● **Short exercise**
Report each line of the rows below that contains the string "roof". Copy every such line in full.

(begin)

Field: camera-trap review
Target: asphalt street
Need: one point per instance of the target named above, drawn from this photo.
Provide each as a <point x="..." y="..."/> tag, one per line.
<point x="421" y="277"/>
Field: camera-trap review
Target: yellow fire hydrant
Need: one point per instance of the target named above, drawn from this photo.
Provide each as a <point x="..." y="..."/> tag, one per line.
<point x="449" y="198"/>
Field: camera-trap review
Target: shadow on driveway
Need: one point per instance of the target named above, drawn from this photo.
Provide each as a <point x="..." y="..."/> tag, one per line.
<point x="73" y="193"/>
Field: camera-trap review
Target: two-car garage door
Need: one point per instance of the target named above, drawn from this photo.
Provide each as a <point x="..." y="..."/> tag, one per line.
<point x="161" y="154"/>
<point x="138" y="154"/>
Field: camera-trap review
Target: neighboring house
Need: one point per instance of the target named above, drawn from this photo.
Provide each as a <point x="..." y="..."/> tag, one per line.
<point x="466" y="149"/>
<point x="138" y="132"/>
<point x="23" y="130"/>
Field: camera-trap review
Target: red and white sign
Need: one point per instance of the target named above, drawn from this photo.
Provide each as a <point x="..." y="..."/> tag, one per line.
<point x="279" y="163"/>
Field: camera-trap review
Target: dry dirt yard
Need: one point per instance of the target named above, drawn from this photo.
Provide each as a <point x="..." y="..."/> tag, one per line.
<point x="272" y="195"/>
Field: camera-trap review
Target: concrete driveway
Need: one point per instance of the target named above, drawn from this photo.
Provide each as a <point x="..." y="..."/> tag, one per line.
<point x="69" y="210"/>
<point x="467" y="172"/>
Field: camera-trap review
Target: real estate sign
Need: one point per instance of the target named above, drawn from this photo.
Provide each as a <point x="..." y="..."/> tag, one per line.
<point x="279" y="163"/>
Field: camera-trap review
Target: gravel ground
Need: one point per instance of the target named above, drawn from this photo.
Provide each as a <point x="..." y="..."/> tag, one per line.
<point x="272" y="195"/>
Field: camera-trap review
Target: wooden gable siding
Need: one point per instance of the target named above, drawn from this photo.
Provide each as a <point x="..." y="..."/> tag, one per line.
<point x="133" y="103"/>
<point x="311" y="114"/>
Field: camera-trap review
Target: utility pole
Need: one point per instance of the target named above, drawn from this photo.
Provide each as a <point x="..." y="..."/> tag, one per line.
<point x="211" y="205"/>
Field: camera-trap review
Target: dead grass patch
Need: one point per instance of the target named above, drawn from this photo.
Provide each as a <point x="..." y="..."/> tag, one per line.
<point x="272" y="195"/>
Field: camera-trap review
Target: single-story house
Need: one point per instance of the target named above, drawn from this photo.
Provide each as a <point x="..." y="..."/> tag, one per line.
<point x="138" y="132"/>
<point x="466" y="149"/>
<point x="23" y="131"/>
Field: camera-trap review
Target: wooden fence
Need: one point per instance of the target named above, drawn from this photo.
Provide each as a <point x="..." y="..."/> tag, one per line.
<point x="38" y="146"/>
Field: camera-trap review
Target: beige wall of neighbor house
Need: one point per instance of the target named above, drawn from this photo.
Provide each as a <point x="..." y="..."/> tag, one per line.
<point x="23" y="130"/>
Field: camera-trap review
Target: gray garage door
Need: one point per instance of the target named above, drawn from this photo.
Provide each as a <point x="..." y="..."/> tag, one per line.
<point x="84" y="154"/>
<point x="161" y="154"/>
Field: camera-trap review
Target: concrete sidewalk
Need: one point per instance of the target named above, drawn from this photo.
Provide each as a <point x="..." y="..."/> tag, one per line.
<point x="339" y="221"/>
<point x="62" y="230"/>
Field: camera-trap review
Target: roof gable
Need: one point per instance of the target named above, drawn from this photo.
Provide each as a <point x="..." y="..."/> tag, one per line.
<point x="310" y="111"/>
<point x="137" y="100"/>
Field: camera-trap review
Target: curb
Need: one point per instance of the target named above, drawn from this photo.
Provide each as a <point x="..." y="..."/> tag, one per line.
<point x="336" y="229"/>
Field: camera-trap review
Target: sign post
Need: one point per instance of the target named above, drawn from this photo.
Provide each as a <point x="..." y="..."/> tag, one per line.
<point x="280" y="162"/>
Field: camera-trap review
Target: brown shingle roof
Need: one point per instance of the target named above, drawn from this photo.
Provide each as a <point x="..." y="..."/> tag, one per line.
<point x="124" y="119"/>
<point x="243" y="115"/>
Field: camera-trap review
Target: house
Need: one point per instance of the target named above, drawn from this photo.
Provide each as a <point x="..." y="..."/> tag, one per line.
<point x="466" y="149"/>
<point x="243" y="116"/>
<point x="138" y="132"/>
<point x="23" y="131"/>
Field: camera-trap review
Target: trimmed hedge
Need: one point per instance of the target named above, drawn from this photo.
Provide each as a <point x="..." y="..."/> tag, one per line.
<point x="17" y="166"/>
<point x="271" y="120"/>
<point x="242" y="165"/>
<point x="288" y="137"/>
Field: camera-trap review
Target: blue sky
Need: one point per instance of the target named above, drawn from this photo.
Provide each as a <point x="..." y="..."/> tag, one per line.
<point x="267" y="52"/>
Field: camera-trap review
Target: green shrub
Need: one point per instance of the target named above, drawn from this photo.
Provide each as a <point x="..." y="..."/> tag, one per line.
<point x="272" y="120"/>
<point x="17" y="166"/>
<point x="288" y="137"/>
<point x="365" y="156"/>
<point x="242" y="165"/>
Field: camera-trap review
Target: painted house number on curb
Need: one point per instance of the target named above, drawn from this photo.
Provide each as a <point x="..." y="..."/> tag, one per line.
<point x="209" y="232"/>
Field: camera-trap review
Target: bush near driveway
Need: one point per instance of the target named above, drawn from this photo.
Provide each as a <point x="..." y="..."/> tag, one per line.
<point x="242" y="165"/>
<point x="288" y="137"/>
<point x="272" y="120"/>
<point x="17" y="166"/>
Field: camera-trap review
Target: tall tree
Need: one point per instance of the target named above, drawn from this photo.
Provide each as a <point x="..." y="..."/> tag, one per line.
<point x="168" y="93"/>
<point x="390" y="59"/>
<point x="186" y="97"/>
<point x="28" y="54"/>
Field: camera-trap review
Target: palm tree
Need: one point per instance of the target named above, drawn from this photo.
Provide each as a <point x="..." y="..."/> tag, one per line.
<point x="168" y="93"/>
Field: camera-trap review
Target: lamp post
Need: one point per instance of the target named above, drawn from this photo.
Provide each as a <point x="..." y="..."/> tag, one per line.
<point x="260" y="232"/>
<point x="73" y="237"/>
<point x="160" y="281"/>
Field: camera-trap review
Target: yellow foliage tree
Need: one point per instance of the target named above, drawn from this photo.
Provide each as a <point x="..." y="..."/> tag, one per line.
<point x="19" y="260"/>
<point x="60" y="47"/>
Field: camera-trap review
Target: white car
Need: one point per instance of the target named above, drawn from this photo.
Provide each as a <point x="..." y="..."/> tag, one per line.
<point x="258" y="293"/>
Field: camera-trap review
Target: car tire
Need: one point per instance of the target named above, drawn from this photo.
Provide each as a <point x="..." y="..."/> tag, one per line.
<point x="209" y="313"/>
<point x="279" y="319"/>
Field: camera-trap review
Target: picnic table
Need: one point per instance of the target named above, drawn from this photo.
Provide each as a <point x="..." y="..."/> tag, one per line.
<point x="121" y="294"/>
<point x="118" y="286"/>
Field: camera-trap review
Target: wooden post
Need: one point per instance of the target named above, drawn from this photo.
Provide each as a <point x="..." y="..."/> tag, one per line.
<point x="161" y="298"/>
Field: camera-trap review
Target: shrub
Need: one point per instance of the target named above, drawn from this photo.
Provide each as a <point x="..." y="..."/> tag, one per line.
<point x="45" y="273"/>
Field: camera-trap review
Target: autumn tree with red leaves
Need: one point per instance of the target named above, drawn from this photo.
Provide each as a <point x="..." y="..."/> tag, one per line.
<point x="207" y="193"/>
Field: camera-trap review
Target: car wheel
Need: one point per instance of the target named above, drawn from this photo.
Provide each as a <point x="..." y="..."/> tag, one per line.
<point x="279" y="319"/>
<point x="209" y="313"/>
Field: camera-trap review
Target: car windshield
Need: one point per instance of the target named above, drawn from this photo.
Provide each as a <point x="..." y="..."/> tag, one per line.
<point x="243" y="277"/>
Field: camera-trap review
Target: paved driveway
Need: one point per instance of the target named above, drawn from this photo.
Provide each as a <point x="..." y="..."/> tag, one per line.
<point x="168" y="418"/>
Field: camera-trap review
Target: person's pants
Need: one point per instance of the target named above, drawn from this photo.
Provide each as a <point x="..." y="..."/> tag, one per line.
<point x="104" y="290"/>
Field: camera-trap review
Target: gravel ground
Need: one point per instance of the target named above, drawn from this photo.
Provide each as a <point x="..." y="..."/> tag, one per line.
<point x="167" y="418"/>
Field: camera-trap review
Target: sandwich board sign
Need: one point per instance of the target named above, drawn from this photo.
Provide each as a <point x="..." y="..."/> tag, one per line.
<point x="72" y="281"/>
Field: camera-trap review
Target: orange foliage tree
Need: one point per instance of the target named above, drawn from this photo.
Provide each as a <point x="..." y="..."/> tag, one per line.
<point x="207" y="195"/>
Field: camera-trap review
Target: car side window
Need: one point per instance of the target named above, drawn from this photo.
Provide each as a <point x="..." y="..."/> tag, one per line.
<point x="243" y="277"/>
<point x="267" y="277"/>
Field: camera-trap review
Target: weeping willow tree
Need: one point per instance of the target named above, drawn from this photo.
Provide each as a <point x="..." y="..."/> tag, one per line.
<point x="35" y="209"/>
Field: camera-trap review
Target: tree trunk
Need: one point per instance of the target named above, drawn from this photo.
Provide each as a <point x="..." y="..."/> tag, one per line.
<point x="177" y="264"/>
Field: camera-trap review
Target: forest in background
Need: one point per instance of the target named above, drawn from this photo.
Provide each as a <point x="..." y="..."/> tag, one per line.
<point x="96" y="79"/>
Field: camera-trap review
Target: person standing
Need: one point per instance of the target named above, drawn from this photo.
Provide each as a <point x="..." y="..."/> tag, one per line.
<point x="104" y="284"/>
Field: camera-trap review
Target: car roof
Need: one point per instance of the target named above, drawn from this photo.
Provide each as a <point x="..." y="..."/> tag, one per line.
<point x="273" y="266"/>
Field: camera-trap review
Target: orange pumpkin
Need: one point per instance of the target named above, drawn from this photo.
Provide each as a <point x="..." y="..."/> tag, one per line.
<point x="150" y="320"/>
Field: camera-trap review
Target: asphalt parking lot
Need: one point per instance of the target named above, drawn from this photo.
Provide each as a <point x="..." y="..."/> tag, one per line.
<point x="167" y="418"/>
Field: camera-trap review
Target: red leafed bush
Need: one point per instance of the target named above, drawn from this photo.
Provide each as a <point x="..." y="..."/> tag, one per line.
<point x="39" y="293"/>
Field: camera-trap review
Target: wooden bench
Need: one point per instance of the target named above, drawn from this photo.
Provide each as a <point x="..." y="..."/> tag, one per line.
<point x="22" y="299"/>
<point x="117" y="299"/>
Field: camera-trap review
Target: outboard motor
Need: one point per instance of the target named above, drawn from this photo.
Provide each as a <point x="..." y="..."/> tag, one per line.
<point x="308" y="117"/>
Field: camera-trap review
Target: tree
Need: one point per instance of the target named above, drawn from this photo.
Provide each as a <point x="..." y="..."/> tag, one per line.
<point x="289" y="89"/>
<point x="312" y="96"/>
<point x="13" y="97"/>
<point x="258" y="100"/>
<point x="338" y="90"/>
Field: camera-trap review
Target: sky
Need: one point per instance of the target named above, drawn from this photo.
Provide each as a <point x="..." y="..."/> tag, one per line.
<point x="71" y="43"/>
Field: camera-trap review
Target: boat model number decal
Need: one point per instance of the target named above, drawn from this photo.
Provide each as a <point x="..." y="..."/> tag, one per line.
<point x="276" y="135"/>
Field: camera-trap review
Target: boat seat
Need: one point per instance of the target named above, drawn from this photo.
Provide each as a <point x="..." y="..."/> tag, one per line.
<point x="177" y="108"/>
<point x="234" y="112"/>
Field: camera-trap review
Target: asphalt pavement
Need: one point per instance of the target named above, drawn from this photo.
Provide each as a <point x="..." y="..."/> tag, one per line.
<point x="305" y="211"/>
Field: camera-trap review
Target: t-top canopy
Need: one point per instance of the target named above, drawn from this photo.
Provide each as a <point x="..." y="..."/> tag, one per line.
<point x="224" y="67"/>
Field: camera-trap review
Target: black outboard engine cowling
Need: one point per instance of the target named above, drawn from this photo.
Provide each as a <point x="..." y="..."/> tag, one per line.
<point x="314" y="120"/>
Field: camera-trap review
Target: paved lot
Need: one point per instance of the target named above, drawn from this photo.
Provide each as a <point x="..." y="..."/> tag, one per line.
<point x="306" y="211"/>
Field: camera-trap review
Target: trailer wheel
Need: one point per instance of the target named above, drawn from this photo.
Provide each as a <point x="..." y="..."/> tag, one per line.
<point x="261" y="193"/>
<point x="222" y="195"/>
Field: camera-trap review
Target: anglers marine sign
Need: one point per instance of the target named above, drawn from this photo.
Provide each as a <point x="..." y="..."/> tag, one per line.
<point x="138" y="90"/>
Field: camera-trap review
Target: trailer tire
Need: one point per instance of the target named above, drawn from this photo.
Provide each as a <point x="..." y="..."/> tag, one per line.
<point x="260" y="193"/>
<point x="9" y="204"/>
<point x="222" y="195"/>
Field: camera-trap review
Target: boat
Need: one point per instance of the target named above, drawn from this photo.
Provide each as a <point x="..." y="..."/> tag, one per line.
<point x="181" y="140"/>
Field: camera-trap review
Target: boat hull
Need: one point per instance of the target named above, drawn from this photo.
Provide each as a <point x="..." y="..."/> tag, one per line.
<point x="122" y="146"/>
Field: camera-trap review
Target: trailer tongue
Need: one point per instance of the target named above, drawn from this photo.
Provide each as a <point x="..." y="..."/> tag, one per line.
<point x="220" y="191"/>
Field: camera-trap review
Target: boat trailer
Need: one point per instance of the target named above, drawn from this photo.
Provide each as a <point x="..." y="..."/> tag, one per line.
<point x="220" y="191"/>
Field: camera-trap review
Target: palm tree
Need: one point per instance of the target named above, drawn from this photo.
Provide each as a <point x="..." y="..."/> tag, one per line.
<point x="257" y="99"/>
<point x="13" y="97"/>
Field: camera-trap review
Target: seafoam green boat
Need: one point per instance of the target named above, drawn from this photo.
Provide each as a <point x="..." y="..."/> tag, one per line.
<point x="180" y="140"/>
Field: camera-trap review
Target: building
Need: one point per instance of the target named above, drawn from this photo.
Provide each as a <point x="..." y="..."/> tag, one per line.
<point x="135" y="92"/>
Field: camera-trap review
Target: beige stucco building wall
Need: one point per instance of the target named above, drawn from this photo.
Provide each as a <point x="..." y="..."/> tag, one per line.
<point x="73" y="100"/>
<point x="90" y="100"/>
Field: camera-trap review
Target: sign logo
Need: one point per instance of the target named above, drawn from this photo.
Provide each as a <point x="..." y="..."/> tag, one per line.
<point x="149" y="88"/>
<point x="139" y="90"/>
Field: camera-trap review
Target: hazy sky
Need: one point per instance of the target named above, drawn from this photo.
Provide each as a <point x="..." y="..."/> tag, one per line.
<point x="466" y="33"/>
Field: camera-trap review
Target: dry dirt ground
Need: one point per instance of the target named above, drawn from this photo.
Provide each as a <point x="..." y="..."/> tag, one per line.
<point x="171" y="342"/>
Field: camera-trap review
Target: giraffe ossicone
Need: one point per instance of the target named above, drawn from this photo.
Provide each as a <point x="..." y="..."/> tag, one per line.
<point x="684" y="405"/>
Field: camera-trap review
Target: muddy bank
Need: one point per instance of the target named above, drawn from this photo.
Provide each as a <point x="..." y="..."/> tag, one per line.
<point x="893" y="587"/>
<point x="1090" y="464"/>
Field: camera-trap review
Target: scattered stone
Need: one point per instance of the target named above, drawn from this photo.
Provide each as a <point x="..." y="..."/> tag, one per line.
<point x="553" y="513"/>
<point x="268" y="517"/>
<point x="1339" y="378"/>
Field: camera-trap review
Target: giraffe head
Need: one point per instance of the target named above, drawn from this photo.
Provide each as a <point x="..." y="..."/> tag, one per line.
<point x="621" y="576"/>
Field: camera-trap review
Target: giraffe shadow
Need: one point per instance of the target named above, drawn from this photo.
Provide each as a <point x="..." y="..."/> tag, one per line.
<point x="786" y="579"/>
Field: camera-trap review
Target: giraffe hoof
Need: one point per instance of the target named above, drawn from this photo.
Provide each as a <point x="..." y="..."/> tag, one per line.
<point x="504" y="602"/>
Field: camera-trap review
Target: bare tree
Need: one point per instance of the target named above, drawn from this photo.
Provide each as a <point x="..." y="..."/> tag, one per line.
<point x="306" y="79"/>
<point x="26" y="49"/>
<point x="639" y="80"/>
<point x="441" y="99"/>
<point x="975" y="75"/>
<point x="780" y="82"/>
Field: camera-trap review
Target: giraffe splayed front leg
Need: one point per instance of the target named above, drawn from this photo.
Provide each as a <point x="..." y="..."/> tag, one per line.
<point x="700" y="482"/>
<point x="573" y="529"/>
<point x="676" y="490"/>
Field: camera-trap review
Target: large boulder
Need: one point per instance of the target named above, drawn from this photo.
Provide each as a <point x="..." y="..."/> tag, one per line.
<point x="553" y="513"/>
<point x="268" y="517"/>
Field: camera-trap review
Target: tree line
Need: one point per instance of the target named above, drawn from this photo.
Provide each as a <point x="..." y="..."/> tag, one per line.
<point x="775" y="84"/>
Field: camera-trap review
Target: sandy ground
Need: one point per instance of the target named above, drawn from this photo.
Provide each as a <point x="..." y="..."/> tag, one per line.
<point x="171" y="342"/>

(end)

● **The solution**
Target: roof gable
Target: brown shingle roof
Target: car roof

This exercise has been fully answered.